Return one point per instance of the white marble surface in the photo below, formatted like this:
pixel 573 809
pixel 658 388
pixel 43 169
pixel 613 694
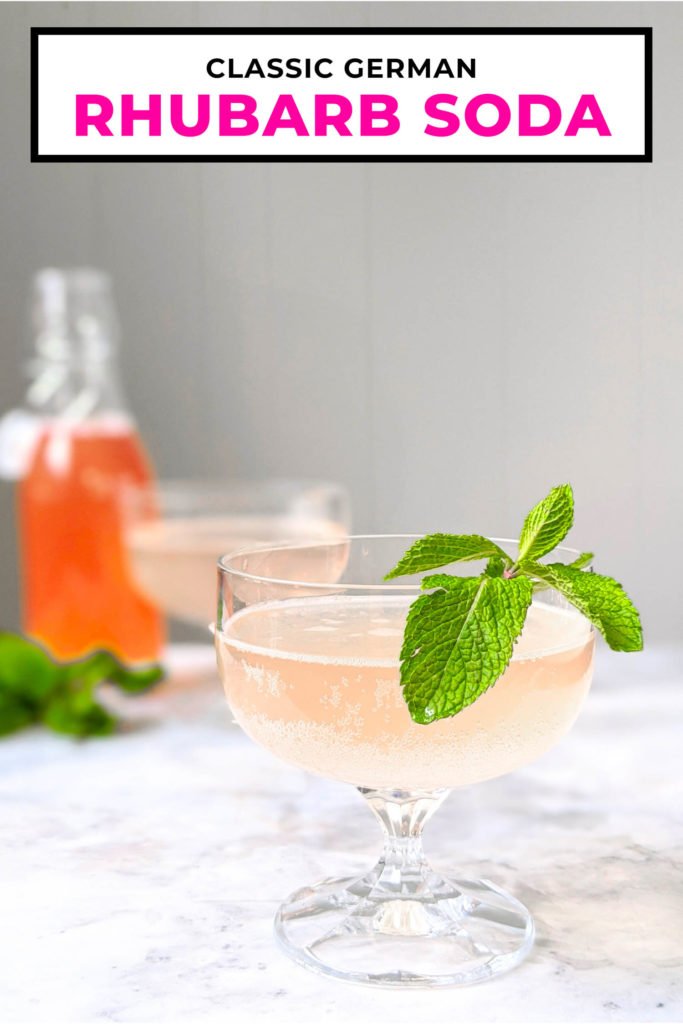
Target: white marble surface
pixel 139 873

☆ ☆ ☆

**WORK TO DO**.
Repeat each entry precisely as it appears. Leave the pictures out.

**SOLUTION**.
Return one point per instance of the white marble surface in the photo below, formatted like this:
pixel 573 809
pixel 658 388
pixel 43 169
pixel 613 694
Target: white marble surface
pixel 139 873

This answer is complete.